### PAGE EXTRACT
⟨

“Our votes in elections are secret and can never be traced – no ifs, no buts. So why does the government not want to expose new citizens to ballot secrecy education, as I suggested today in Parliament?”
That was a question Mr Leon Perera posed on his Facebook page on 2 March, after the day’s sitting of Parliament.
Mr Perera is a Non-constituency Member of Parliament (NCMP) of the Workers’ Party (WP).
“I have met many Singaporeans (old and new) who fear that their ballots can be traced and hence cast their votes out of fear,” the NCMP said. “As I shared in Parliament today, one new citizen I met told me that he would like to vote for the Workers’ Party but feared that he would lose his citizenship if he did.”
Mr Perera explained that “there are around 20,000 new citizens joining the electorate every year.”
“That’s the rough equivalent of one new Single Member Constituency each year and one new GRC every term of Parliament,” he said. “If many of them cast their votes out of fear, this will corrode our democratic society bit by bit. In time, our children and grand-children will grow up in what is effectively a non-democracy, where they cannot remove a failed government at the ballot box and would have to emigrate instead.”
The NCMP had expressed his concerns in Parliament, which included what he described as “one-sidedness” in the political education that new citizens receive.

⟩

### AIM A
Answer these questions from the ballot secrecy passage:
(i) Which party does Mr Perera represent as an NCMP?
(ii) On what date did he pose his question on Facebook?
(iii) About how many new citizens join the electorate every year, according to him?
The rows that follow the passage are unrelated to it.

Saved entries

⟨

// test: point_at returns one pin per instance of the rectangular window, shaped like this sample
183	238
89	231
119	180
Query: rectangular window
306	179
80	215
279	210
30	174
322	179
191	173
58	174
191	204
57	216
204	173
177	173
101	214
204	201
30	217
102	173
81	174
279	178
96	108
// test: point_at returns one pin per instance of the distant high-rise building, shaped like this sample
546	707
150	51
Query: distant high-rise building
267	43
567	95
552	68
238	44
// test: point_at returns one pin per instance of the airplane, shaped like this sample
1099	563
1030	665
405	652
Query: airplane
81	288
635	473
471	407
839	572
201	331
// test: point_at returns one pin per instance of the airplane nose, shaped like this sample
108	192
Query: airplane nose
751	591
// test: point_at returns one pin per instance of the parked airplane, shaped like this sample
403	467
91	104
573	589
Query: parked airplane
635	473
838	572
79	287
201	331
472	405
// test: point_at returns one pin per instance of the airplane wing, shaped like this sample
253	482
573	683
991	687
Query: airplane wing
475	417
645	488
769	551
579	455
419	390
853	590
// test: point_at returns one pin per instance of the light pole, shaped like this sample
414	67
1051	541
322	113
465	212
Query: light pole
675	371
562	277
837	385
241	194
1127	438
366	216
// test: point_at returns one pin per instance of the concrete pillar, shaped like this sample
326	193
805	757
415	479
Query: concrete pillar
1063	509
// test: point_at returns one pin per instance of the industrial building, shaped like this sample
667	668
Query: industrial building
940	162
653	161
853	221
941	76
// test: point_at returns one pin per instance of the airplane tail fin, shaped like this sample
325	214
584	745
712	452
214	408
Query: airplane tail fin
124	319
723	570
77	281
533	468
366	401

⟩

### AIM B
In the saved rows, update the part that opens with the line containing "industrial building, shaped like this sample" and runs through the last row, replacing "tail fin" with "vertical stabilizer" and keeping everything else the same. Return only those lines.

### ANSWER A
(i) The Workers' Party (WP)
(ii) 2 March
(iii) Around 20,000

### ANSWER B
// test: point_at returns one pin per instance of the industrial building, shaped like this sample
667	668
Query: industrial building
940	162
653	161
853	221
941	76
// test: point_at returns one pin per instance of the airplane vertical stabilizer, shaped like this sample
325	214
584	745
712	452
214	408
Query: airplane vertical stabilizer
124	319
723	570
77	281
533	468
366	401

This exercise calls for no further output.